→ Assignment: Lines in the listing below that contain the string "brick" are to be found and copied.

Segment Start: Material provided

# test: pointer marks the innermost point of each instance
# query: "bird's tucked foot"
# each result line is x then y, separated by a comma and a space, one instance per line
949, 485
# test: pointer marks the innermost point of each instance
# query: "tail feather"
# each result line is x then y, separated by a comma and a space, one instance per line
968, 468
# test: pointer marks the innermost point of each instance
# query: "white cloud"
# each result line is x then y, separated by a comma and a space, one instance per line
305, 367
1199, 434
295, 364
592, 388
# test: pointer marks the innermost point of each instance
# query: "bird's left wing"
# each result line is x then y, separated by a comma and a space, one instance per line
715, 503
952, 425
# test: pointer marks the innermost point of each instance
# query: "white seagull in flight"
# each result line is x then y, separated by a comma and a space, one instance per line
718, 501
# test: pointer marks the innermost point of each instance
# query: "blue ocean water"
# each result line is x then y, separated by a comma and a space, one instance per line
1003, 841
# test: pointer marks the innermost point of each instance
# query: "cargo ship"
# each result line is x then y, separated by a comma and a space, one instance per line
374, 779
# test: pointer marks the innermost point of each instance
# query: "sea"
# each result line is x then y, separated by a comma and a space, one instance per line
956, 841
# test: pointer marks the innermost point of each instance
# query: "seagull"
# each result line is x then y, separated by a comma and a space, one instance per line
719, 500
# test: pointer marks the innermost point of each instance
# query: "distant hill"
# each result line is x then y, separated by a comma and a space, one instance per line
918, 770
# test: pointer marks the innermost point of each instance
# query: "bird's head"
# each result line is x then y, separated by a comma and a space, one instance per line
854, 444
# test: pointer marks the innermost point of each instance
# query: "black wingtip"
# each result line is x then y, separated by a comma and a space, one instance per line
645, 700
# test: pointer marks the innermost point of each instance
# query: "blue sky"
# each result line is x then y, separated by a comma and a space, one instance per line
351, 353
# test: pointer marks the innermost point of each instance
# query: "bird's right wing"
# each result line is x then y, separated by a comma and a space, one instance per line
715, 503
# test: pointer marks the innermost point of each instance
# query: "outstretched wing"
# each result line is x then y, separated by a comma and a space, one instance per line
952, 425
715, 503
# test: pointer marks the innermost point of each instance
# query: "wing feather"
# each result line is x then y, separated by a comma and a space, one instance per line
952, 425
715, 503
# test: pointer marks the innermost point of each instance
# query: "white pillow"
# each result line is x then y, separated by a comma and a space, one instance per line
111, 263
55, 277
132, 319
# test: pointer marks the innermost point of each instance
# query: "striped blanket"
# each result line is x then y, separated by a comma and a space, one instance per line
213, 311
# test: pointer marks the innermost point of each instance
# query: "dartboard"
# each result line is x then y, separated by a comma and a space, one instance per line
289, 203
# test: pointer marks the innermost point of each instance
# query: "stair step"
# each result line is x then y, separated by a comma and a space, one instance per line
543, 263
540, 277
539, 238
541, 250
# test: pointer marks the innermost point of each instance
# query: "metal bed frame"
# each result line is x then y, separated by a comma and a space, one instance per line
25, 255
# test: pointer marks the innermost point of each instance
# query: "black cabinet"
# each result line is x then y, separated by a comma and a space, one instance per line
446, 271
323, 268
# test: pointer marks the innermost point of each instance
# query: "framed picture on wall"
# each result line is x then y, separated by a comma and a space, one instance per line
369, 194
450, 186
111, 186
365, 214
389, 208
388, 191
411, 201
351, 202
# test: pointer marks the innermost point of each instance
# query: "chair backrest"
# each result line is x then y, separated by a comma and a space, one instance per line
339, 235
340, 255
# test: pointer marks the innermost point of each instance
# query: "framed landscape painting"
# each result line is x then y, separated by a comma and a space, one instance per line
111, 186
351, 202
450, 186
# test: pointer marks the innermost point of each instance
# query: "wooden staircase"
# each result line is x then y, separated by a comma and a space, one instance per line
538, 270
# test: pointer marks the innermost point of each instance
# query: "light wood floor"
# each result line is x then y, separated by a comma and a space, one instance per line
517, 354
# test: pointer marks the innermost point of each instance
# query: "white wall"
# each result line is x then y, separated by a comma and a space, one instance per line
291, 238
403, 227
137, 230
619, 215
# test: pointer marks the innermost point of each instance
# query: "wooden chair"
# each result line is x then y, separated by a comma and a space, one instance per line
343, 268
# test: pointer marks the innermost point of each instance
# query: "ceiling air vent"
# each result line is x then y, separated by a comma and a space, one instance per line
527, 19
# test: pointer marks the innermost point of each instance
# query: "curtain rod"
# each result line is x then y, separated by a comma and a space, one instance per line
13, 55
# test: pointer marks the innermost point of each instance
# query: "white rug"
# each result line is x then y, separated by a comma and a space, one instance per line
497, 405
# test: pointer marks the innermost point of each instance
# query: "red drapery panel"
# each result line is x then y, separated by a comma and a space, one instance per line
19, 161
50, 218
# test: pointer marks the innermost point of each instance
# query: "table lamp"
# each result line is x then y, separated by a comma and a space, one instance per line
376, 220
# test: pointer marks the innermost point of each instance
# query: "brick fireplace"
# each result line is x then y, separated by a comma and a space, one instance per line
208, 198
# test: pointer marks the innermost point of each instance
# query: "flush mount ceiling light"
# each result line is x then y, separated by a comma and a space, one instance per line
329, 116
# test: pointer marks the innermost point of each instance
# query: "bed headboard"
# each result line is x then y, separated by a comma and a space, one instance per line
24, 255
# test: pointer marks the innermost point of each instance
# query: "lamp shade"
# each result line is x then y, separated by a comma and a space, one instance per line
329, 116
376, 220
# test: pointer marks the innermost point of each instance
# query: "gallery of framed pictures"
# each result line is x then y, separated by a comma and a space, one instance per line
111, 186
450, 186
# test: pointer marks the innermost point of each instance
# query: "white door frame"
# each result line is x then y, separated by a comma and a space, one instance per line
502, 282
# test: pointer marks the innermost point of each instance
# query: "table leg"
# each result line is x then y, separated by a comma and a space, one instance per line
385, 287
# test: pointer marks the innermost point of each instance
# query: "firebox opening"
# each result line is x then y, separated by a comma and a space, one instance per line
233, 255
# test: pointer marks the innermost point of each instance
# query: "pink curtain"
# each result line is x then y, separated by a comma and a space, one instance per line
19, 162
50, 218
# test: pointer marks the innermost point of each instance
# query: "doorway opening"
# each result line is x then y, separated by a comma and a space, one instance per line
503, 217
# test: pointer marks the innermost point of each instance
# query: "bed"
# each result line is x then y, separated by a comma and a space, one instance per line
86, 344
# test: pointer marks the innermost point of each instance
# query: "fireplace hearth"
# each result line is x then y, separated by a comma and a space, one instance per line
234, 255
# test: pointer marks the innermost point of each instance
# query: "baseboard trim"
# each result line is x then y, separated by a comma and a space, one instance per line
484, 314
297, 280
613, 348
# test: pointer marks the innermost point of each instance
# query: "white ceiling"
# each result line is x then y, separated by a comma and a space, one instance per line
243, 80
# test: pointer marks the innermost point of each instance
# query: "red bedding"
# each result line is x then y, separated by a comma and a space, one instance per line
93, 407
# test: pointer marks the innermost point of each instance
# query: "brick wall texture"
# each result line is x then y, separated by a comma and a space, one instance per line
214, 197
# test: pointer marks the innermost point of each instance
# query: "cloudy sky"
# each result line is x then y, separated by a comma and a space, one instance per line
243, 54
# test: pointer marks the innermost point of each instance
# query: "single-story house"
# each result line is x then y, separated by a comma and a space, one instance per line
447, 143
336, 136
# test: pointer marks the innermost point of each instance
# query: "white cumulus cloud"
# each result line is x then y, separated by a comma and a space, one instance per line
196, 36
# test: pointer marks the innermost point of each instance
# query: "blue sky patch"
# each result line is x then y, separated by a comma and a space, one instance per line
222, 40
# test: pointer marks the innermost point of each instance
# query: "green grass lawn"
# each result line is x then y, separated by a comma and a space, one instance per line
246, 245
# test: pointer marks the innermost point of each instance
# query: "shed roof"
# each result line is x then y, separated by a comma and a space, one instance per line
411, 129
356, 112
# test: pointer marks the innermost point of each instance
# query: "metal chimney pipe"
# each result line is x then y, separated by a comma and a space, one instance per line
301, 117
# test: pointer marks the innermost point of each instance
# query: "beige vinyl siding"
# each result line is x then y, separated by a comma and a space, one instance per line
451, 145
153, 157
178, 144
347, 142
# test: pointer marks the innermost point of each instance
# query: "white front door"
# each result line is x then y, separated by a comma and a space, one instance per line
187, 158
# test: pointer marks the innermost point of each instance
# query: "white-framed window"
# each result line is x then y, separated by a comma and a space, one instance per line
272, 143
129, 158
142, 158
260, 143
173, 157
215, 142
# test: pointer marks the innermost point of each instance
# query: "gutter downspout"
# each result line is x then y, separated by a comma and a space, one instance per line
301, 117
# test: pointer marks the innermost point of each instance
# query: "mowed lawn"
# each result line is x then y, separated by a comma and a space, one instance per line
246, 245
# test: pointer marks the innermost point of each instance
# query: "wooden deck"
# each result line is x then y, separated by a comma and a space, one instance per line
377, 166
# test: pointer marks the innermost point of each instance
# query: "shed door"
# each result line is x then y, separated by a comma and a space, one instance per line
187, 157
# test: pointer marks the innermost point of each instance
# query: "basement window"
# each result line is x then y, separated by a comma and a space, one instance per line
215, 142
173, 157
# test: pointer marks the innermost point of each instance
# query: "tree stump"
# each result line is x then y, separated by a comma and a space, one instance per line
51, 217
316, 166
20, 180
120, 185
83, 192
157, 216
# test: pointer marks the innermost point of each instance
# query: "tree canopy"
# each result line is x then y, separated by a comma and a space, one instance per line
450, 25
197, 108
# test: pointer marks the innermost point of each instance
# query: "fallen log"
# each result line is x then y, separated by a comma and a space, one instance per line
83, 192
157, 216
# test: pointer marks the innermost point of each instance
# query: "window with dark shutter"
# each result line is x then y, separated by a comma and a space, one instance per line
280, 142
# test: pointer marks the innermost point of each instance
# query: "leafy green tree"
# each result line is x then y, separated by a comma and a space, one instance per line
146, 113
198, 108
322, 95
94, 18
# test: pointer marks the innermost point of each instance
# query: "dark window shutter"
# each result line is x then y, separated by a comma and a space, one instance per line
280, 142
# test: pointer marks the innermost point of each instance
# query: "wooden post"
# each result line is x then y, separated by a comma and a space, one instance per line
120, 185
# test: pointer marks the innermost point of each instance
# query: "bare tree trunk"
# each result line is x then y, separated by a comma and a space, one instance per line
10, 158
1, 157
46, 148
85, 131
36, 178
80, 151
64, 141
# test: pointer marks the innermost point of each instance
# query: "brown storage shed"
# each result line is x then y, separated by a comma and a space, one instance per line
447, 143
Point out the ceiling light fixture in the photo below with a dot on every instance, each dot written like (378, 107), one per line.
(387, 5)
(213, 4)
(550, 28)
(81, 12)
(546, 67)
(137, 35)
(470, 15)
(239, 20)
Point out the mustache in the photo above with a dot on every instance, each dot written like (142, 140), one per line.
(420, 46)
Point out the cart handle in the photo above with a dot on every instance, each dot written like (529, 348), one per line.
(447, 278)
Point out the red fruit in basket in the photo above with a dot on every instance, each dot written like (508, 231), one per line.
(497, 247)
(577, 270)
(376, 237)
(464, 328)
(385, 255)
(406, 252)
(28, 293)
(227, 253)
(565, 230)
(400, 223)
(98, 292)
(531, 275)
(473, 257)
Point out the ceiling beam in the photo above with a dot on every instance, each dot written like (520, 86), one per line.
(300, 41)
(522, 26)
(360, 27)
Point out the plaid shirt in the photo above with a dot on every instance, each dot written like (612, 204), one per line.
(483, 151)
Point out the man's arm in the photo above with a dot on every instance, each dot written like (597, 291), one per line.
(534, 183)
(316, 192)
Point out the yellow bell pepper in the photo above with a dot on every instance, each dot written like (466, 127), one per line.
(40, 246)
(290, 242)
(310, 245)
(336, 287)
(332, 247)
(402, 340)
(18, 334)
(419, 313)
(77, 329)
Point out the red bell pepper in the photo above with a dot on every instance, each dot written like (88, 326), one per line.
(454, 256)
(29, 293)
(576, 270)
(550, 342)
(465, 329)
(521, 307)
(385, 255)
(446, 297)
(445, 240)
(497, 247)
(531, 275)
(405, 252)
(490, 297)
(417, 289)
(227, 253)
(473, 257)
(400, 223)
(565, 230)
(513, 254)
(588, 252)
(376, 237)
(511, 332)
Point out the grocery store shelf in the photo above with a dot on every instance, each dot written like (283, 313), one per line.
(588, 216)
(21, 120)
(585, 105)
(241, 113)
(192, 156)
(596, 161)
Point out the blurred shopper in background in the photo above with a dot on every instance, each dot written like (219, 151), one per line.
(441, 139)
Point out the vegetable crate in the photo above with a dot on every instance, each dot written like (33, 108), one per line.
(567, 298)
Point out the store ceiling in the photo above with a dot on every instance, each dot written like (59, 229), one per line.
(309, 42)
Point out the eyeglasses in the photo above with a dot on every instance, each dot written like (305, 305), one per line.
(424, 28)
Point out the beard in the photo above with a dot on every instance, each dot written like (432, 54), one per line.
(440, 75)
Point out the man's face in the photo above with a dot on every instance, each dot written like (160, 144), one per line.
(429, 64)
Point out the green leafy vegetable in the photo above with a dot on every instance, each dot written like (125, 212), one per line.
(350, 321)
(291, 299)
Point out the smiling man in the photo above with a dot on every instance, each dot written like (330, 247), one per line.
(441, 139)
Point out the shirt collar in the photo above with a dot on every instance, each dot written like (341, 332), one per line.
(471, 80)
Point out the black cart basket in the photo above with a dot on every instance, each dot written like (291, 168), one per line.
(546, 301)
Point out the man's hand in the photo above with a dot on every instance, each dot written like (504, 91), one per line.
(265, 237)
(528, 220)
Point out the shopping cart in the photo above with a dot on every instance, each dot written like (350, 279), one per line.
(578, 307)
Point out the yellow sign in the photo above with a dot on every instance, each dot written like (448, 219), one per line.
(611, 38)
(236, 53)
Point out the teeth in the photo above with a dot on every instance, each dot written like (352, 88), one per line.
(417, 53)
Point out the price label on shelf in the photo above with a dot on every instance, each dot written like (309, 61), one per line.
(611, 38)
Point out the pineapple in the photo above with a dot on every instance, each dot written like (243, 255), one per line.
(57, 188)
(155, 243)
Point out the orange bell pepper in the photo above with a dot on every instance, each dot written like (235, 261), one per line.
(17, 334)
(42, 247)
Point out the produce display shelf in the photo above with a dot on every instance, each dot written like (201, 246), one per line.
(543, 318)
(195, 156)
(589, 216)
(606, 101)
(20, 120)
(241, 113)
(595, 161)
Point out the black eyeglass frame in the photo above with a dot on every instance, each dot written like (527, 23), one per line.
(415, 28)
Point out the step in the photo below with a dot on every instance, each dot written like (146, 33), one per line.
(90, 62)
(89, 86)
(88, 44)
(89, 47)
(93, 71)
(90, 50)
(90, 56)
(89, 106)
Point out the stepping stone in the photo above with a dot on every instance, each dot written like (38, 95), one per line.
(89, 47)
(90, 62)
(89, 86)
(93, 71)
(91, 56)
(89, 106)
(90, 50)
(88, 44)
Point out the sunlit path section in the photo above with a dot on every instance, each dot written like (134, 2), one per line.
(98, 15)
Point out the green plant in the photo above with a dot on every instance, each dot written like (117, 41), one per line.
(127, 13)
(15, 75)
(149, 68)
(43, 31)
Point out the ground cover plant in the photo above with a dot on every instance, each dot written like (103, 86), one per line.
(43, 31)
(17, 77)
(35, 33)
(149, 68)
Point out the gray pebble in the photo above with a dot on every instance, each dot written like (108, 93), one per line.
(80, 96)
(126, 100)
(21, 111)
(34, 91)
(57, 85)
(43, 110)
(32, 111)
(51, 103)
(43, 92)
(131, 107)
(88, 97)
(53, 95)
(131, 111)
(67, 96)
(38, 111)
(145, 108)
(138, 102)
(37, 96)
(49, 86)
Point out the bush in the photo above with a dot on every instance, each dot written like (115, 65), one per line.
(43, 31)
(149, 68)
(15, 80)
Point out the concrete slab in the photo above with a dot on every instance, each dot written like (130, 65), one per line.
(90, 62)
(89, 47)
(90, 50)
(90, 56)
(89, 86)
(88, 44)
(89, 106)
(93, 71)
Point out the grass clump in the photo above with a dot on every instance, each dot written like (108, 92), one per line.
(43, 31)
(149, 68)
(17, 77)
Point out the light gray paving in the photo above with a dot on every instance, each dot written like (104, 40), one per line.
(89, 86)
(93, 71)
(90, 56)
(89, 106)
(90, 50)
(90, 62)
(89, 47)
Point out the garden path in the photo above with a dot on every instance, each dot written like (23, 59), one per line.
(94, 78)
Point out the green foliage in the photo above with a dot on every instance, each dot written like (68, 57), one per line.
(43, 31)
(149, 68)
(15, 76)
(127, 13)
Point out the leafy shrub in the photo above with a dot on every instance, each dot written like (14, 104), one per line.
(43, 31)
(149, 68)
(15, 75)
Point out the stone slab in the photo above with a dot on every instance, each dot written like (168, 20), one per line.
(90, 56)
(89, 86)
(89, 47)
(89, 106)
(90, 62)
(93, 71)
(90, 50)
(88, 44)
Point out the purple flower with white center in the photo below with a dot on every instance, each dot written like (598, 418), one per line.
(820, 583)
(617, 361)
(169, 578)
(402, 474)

Segment End: Material provided

→ Exercise answer:
# query: "brick fireplace"
# query: "brick wall texture"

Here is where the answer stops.